PASSAGE TO READ:
__________________________________________________

New Research Affirms the Overwhelming Benefits of Outdoor Experiences for Girls

Moving at the "speed of girls," Girl Scouts brings the camp experience into the twenty-first century

Related Media

Girls Enjoying a Camp Fire

ALBANY, NY (06/17/2014)(readMedia)-- According to a new study by the Girl Scout Research Institute (GSRI), More Than S'mores (2014), girls benefit immensely from time spent outdoors. Girls who regularly spend time outdoors eclipse their peers who spend less time outdoors in environmental stewardship, more readily seek challenges, and are better problem solvers-all important traits in twenty-first century leadership.

Outdoor experiences are also particularly beneficial to girls of comparatively low socioeconomic status (SES). More Than S'mores finds that lower-SES girls who have regular outdoor exposure through Girl Scouts are likely to credit Girl Scouts with helping them become leaders.

"In this study, we expected to see that girls were having fun in the outdoors," says Dr. Kallen Tsikalas, lead researcher on the study. However, we were surprised by just how much they appreciated having opportunities to take on challenges and build skills in a socially supportive environment. Girls really want to feel like they are accomplishing something and growing as a person, and the outdoors is perfect place for them to do this."

As noted, girls learn environmental stewardship through outdoor experiences. Girl Scouts are twice as likely as non–Girl Scouts to say they take action to protect the environment (51 percent versus 23 percent) and that they've had a personal experience in nature that has made them appreciate it more (49 percent versus 29 percent).

__________________________________________________

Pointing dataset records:
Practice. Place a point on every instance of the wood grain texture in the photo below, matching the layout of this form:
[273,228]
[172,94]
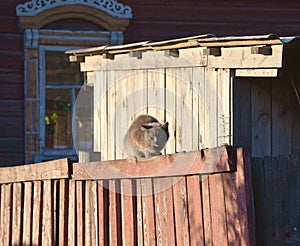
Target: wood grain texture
[42,171]
[215,160]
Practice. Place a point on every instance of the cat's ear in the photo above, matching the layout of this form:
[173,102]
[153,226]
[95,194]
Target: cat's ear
[149,126]
[165,126]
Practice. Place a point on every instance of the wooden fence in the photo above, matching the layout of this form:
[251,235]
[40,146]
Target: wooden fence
[276,182]
[194,198]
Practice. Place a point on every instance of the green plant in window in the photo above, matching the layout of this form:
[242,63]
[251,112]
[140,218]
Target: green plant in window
[50,122]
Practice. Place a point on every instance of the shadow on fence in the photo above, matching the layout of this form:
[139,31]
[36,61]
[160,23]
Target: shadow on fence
[60,203]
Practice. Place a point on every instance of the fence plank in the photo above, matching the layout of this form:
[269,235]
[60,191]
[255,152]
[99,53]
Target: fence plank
[206,210]
[215,161]
[79,212]
[71,213]
[195,210]
[63,212]
[148,212]
[114,227]
[27,210]
[164,214]
[7,213]
[128,218]
[181,213]
[47,170]
[36,213]
[139,208]
[16,213]
[47,212]
[102,223]
[218,211]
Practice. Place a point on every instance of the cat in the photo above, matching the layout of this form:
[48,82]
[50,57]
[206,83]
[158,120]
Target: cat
[145,138]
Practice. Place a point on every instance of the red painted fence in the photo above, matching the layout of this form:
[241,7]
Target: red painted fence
[194,198]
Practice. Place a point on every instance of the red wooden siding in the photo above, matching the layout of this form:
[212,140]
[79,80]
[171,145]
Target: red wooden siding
[12,84]
[48,206]
[159,19]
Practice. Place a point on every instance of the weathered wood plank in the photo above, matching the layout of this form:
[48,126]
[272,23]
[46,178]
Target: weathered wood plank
[164,213]
[224,107]
[218,210]
[127,213]
[181,212]
[195,210]
[261,118]
[36,213]
[206,210]
[16,213]
[148,212]
[211,100]
[42,171]
[171,109]
[47,213]
[114,227]
[27,213]
[80,215]
[63,211]
[101,213]
[71,239]
[6,219]
[241,57]
[215,160]
[139,212]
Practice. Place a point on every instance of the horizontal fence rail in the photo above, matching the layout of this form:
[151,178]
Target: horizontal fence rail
[194,198]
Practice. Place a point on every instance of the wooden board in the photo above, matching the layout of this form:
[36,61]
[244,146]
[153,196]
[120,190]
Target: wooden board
[215,160]
[42,171]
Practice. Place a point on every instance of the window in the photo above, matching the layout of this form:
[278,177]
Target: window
[51,81]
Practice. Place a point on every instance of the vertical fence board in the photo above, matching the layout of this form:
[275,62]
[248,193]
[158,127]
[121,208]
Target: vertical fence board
[2,212]
[7,212]
[79,212]
[232,209]
[114,227]
[16,213]
[218,211]
[139,208]
[87,214]
[181,211]
[128,218]
[63,212]
[27,210]
[148,212]
[47,212]
[164,214]
[206,210]
[72,213]
[101,213]
[36,214]
[195,211]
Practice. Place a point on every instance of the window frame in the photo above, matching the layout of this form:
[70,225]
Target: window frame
[45,153]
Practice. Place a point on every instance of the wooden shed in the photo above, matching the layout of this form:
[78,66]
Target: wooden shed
[241,91]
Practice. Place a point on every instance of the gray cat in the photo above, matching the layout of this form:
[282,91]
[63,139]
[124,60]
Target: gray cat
[145,137]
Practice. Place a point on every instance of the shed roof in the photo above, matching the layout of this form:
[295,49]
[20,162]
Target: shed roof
[206,40]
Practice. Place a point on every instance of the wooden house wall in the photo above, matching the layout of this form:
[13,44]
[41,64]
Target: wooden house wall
[163,19]
[194,100]
[12,84]
[266,121]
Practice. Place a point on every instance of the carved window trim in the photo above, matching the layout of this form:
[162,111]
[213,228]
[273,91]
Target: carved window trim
[35,14]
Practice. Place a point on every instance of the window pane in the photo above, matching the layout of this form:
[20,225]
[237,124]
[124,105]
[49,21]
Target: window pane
[59,71]
[58,119]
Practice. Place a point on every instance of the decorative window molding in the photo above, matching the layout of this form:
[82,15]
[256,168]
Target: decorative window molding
[111,7]
[110,14]
[46,29]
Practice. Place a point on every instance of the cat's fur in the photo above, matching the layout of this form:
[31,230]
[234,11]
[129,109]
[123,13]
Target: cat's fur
[145,137]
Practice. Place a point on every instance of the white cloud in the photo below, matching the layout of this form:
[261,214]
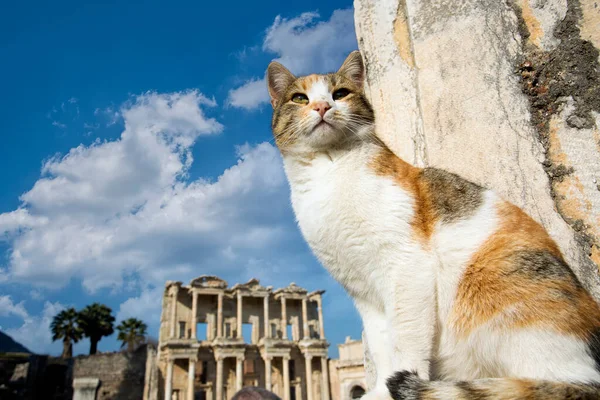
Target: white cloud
[35,332]
[146,306]
[14,221]
[115,208]
[304,46]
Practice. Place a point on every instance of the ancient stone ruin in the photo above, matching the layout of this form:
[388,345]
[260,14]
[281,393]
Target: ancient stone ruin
[215,339]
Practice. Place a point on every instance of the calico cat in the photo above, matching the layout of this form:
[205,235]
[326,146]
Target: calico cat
[462,295]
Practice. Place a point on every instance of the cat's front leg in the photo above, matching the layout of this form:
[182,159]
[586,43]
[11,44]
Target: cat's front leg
[380,348]
[411,316]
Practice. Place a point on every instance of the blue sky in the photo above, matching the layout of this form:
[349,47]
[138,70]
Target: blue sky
[136,148]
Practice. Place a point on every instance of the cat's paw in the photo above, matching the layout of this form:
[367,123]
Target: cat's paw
[378,393]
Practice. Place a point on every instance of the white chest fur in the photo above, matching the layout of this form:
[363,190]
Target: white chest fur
[356,222]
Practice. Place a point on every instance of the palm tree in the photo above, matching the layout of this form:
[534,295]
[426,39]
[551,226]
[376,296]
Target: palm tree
[96,320]
[65,326]
[132,332]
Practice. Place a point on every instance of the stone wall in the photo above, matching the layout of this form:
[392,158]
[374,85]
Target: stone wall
[121,375]
[504,93]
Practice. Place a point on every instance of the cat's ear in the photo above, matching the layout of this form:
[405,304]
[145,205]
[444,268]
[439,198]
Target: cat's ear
[278,80]
[354,69]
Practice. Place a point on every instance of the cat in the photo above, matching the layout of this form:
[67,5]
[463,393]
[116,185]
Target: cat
[462,294]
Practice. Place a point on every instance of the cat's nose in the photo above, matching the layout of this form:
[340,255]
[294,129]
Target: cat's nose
[321,107]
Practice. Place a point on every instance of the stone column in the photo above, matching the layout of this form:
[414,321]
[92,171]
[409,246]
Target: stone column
[191,376]
[267,325]
[220,316]
[283,319]
[286,377]
[194,314]
[239,316]
[304,319]
[308,359]
[325,376]
[321,326]
[175,291]
[268,373]
[169,380]
[219,388]
[239,373]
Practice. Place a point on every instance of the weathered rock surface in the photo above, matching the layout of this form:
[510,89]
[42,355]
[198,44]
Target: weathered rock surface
[506,94]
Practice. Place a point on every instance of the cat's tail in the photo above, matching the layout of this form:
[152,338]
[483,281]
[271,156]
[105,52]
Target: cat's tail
[407,386]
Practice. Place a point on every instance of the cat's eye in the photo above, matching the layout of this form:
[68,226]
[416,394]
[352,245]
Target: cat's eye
[340,94]
[300,98]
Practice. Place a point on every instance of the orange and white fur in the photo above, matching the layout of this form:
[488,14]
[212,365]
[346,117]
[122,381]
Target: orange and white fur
[462,295]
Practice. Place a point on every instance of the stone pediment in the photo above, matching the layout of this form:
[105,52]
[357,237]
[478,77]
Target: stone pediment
[292,288]
[208,281]
[253,285]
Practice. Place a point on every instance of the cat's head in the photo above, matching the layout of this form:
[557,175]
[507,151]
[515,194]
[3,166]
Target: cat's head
[319,112]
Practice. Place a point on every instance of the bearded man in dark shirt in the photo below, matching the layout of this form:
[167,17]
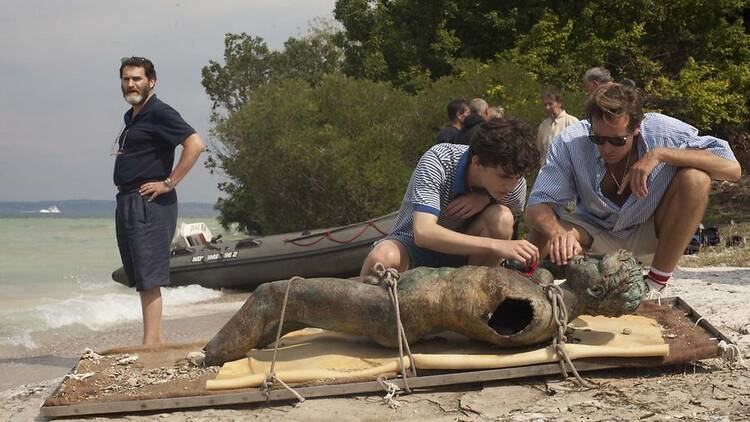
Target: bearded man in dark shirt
[146,213]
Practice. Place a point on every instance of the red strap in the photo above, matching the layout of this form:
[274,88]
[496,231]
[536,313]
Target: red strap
[531,270]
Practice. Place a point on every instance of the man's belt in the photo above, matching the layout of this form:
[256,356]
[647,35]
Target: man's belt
[132,186]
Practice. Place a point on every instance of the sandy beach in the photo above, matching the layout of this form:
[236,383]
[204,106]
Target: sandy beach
[708,390]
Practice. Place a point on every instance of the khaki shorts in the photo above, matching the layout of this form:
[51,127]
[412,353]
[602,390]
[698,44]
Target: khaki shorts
[641,242]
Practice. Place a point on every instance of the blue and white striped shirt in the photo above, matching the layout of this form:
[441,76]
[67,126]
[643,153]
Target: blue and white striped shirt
[438,179]
[574,170]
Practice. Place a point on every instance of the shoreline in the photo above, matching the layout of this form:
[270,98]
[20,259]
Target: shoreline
[720,294]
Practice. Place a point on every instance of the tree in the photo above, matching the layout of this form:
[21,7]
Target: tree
[250,64]
[652,42]
[343,150]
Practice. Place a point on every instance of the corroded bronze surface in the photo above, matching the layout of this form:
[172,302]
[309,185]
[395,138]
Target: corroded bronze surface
[495,305]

__________________________________________________

DIRECTIVES:
[1] Answer these questions using the Girl Scouts research article:
(a) Who is named as the lead researcher on the study?
(b) What is the title of the Girl Scout Research Institute study?
(c) What percentage of Girl Scouts say they take action to protect the environment?
[2] Print the Girl Scouts research article, everything from "Related Media" down to "them become leaders.".

CORRECT ANSWERS:
[1]
(a) Dr. Kallen Tsikalas
(b) More Than S'mores (2014)
(c) 51 percent

[2]
Related Media

Girls Enjoying a Camp Fire

ALBANY, NY (06/17/2014)(readMedia)-- According to a new study by the Girl Scout Research Institute (GSRI), More Than S'mores (2014), girls benefit immensely from time spent outdoors. Girls who regularly spend time outdoors eclipse their peers who spend less time outdoors in environmental stewardship, more readily seek challenges, and are better problem solvers-all important traits in twenty-first century leadership.

Outdoor experiences are also particularly beneficial to girls of comparatively low socioeconomic status (SES). More Than S'mores finds that lower-SES girls who have regular outdoor exposure through Girl Scouts are likely to credit Girl Scouts with helping them become leaders.